WHAT IS BEING ASKED
Below is a set of entries; copy all of them exactly.

Records drawn from a dataset
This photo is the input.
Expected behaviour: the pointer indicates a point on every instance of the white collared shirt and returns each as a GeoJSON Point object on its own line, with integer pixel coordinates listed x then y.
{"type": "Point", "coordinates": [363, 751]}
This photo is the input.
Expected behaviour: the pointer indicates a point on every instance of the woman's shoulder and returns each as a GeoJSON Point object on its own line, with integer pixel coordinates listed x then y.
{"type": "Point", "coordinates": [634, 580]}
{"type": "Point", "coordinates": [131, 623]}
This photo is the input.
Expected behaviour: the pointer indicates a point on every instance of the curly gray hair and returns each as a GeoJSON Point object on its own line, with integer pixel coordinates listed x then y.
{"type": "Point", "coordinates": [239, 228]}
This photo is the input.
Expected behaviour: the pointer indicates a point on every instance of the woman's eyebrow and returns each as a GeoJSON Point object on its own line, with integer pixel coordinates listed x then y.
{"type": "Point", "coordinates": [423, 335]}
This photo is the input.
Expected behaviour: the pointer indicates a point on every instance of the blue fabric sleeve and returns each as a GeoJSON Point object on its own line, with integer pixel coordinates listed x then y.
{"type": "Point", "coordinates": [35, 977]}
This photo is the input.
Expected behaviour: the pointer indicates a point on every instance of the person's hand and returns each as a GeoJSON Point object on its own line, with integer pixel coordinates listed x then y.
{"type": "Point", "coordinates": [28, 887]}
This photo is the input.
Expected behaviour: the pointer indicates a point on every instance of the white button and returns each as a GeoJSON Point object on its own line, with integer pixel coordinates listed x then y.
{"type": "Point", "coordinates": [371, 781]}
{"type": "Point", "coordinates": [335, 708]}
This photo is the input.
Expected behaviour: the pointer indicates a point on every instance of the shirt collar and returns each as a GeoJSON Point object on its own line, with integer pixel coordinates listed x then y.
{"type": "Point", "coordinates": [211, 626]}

ANSWER FOR THIS EXERCISE
This photo is the input.
Expected behaviour: the pointer indicates a point on every instance of the white collared shirt and returns each as a GeoJSON Point object on its own line, with integer pixel coordinates listed x then y.
{"type": "Point", "coordinates": [363, 751]}
This photo is the input.
Expected behaviour: the pointer indicates a point on every instance of the woman's shoulder and returns each as a GeoJSON Point object on its own line, with integer pixel coordinates listed x then y.
{"type": "Point", "coordinates": [634, 580]}
{"type": "Point", "coordinates": [131, 623]}
This photo is the input.
Expected behaviour: the pointer indicates a point on every instance of the curly gray hair and returns each as a GeoJSON Point object on its own line, with integer pixel coordinates listed x then y.
{"type": "Point", "coordinates": [239, 228]}
This photo is the input.
Expected behaviour: the pointer indicates a point on every instance of the woman's eyebrow and returns each as a GeoJSON Point object on its own line, with integer pixel coordinates listed x then y.
{"type": "Point", "coordinates": [423, 335]}
This photo is the input.
Expected behaviour: the pointer indicates a point on every instance of the blue fabric sleeve and returns each as a GeoJSON Point object on its own line, with integer pixel coordinates listed x then y.
{"type": "Point", "coordinates": [35, 977]}
This photo is the input.
Expected behaviour: the pointer indicates a point on every instance of the person's hand and returns each as a GeoJSON Point object on its own line, with integer pixel coordinates listed x then y.
{"type": "Point", "coordinates": [28, 887]}
This photo is the input.
Expected behaviour: the pointer indicates a point on every instance of the white button and returns each as a GeoJSON Point object on its own line, with integer pixel coordinates listed x then y.
{"type": "Point", "coordinates": [371, 781]}
{"type": "Point", "coordinates": [335, 708]}
This photo is the input.
Expected behaviour: the pointer indicates a point on every instance of the shirt collar and returns each as a GeoJSON Point object on its own line, with integer pixel coordinates listed x then y.
{"type": "Point", "coordinates": [211, 626]}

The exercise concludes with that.